◆ Instructions to follow ◆
Reproduce the following data verbatim, line by line, and omit the pictures from your reproduction.

◆ Supplied entries ◆

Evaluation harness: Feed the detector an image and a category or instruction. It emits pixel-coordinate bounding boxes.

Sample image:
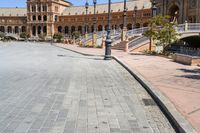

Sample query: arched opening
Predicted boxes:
[32,15,36,21]
[15,26,19,33]
[71,26,76,33]
[127,24,132,30]
[58,26,62,33]
[135,23,140,28]
[7,26,12,33]
[43,15,47,21]
[98,25,103,31]
[169,5,179,23]
[38,15,42,21]
[78,26,82,34]
[22,26,26,32]
[32,26,36,36]
[143,23,149,27]
[0,26,5,33]
[38,26,42,35]
[65,26,69,34]
[43,26,47,34]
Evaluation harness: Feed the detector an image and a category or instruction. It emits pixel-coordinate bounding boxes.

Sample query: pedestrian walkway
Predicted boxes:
[0,42,175,133]
[54,45,200,132]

◆ Task solution ◆
Evaluation harness: Feed the detector an image and a category or instruction. It emits pixel-coordinate bounding boxes.

Sample image:

Sample query: arched opening
Predicted boxes:
[32,15,36,21]
[15,26,19,33]
[71,26,76,33]
[127,24,132,30]
[58,26,62,33]
[135,23,140,28]
[7,26,12,33]
[43,15,47,21]
[98,25,103,31]
[169,5,179,23]
[38,15,42,21]
[78,26,82,34]
[22,26,26,32]
[32,26,36,36]
[143,23,149,27]
[0,26,5,33]
[38,26,42,35]
[65,26,69,34]
[43,26,47,34]
Evaluation harness: Feed the detector an image and a category or instruction. It emits pixel-coordinate bounding boxes.

Sample query: pedestrian walkway
Predicted boxes:
[0,42,175,133]
[54,45,200,132]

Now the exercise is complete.